> _RECORD EXTRACTS_
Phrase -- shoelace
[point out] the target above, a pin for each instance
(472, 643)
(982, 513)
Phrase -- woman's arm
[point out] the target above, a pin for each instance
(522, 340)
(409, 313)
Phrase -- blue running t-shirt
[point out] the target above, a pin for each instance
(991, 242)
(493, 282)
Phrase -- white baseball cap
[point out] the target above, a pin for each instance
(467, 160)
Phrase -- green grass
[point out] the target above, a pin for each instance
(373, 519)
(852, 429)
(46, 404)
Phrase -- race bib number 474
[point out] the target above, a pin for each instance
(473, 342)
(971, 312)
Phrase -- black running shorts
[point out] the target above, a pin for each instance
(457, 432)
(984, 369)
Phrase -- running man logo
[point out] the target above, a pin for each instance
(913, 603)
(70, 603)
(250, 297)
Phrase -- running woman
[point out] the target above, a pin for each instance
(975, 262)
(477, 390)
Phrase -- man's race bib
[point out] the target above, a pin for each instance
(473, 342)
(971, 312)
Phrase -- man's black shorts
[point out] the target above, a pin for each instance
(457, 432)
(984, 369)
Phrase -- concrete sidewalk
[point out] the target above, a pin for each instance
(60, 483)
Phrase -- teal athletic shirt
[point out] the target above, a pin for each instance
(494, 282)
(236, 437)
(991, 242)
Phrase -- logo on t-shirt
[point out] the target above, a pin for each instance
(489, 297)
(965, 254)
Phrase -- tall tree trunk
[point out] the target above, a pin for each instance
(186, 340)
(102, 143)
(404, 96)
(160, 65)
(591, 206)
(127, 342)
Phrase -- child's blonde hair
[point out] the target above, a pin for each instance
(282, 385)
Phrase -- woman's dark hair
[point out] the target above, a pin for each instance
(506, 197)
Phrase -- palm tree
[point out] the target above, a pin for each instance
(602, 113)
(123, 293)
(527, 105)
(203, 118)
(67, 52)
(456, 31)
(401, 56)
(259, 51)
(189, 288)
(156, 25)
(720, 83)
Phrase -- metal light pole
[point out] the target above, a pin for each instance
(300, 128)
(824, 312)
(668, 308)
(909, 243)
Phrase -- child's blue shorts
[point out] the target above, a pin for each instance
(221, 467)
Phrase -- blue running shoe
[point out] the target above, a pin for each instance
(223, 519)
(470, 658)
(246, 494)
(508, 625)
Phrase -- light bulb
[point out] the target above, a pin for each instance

> _EXERCISE GOAL_
Convert every line of the rows above into a JSON list of strings, one string per line, with blank lines omitted.

> _SOLUTION TO THE EXERCISE_
[
  "Phrase -- shoelace",
  "[point out] the target above, a pin for each instance",
  "(472, 643)",
  "(982, 513)",
  "Phrase -- woman's arm",
  "[point out] the target above, a pin for each instance",
  "(522, 340)",
  "(409, 313)",
  "Phrase -- blue running t-shirt",
  "[point out] the target above, a pin for each instance",
  "(991, 242)",
  "(493, 282)",
  "Phrase -- white baseball cap",
  "[point out] the target above, a pin for each instance",
  "(467, 160)",
  "Phrase -- green grass",
  "[point out] the target above, a pin for each instance",
  "(373, 519)",
  "(852, 429)",
  "(46, 404)",
  "Phrase -- race bib number 474",
  "[point out] the target above, a pin for each instance",
  "(473, 342)",
  "(971, 312)",
  "Phrase -- black running shorts",
  "[point out] the target above, a pin for each instance",
  "(457, 432)",
  "(984, 369)",
  "Phrase -- running man logo",
  "[point out] the target above, a pin for each instance",
  "(913, 603)",
  "(70, 603)",
  "(250, 297)",
  "Phrase -- running woman",
  "[point out] the target above, a pin for each instance",
  "(975, 262)",
  "(477, 390)",
  "Phrase -- man's race bib",
  "[point out] the target above, a pin for each instance",
  "(473, 342)",
  "(971, 312)",
  "Phrase -- man's black shorts",
  "[point out] the target above, a pin for each instance",
  "(457, 432)",
  "(984, 369)",
  "Phrase -- concrete sidewalk",
  "[point out] the target above, a pin for each instance",
  "(60, 483)",
  "Phrase -- teal athletic shirt",
  "[point out] the target above, a pin for each instance",
  "(494, 282)",
  "(236, 437)",
  "(991, 242)",
  "Phrase -- logo on t-shirt",
  "[point out] the target above, a pin for each instance",
  "(489, 297)",
  "(965, 254)",
  "Phrase -- tall tree trunk",
  "[point out] the target above, a pin for each instance",
  "(186, 340)",
  "(102, 143)",
  "(404, 96)",
  "(160, 65)",
  "(591, 206)",
  "(127, 342)",
  "Phrase -- child's blonde hair",
  "[point out] the target above, a pin for each instance",
  "(282, 385)",
  "Phrase -- woman's dark hair",
  "[point out] the target above, a pin for each instance",
  "(506, 197)",
  "Phrase -- palm tree",
  "[point out] the target above, a pin for each instance",
  "(602, 113)",
  "(123, 293)",
  "(527, 105)",
  "(203, 118)",
  "(67, 52)",
  "(456, 31)",
  "(401, 56)",
  "(259, 51)",
  "(189, 288)",
  "(156, 25)",
  "(720, 83)",
  "Phrase -- metal light pole",
  "[point out] the target above, a pin for each instance",
  "(300, 128)",
  "(824, 312)",
  "(668, 308)",
  "(909, 243)",
  "Phrase -- child's blue shorts",
  "[point out] the target above, a pin for each instance",
  "(221, 467)",
  "Phrase -- blue running shoe",
  "[point out] the target above, a pin for each instance",
  "(223, 519)",
  "(470, 658)",
  "(246, 494)",
  "(508, 625)",
  "Phrase -- light bulb",
  "[point out] the target above, a pin for each instance"
]